(Extracted records)
■ ■ ■ ■

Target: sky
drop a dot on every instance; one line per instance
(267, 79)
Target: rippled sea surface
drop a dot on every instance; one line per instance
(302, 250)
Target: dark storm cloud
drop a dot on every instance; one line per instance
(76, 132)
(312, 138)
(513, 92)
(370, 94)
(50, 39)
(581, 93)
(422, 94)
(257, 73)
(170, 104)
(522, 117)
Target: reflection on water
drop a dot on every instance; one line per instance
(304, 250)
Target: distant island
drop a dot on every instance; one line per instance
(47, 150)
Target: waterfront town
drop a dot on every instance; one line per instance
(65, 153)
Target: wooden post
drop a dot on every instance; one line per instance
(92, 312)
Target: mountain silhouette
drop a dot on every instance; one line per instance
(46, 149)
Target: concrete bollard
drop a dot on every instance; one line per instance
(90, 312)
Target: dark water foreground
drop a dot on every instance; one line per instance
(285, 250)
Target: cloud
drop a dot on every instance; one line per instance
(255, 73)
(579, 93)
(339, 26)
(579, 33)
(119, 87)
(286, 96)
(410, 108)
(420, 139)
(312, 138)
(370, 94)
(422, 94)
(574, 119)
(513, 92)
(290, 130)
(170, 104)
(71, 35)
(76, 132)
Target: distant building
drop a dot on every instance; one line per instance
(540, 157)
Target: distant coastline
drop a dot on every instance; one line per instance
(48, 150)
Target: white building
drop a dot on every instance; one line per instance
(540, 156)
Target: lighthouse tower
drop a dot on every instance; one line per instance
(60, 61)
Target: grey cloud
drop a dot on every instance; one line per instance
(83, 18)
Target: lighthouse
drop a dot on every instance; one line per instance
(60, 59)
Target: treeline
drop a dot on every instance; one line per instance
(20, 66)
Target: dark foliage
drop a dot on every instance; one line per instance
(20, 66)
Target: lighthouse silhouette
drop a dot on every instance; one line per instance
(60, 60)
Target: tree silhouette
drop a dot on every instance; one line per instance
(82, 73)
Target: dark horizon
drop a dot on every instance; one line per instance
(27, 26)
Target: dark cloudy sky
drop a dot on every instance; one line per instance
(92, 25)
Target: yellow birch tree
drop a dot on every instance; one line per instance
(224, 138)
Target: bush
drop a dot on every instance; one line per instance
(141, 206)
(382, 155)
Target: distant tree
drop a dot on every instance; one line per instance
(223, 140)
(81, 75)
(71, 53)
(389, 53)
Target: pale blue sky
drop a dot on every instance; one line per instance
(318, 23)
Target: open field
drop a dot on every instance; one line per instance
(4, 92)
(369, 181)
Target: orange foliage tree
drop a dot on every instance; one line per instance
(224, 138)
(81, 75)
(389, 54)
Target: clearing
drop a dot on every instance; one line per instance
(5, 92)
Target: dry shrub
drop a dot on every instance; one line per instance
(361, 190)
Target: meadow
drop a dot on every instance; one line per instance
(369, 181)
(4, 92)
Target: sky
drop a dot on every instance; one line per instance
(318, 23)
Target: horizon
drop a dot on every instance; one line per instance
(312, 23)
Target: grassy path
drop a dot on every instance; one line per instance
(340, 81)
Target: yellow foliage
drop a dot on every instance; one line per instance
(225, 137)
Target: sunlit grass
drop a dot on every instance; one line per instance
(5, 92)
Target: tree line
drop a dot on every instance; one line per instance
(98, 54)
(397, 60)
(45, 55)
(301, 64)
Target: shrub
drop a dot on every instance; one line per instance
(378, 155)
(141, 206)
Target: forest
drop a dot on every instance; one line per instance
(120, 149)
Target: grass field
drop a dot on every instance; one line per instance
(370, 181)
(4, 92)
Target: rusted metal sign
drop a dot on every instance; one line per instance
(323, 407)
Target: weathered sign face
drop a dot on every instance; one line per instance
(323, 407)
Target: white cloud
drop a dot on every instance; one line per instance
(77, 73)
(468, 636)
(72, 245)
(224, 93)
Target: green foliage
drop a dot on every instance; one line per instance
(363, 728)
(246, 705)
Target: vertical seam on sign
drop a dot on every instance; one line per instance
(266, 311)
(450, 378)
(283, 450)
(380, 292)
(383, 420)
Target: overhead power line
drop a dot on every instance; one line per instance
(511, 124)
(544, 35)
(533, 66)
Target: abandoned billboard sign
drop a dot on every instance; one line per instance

■ ■ ■ ■

#### YOUR TASK:
Copy out exactly the lines running from the line with "Target: forest" to the end of the records, inclusive.

#### FULL ANSWER:
Target: forest
drop a dot on every instance; one line per instance
(120, 149)
Target: grass field
drop a dot on every instance; one line per instance
(370, 181)
(4, 92)
Target: rusted metal sign
drop a dot on every instance; one line per instance
(323, 407)
Target: weathered sign face
drop a dot on every instance; one line per instance
(323, 407)
Target: white cloud
drop a dot on every instance; one line per instance
(77, 73)
(468, 636)
(72, 245)
(224, 93)
Target: green foliage
drop a dot on every instance; one line per instance
(363, 728)
(246, 705)
Target: vertical seam on sign
drop a dot on every instance; one line per instance
(266, 311)
(450, 378)
(283, 450)
(380, 292)
(383, 420)
Target: overhead power line
drop a dot on every instance; one line per instance
(511, 124)
(544, 35)
(533, 66)
Target: abandoned billboard sign
drop a dot on every instance; one line per instance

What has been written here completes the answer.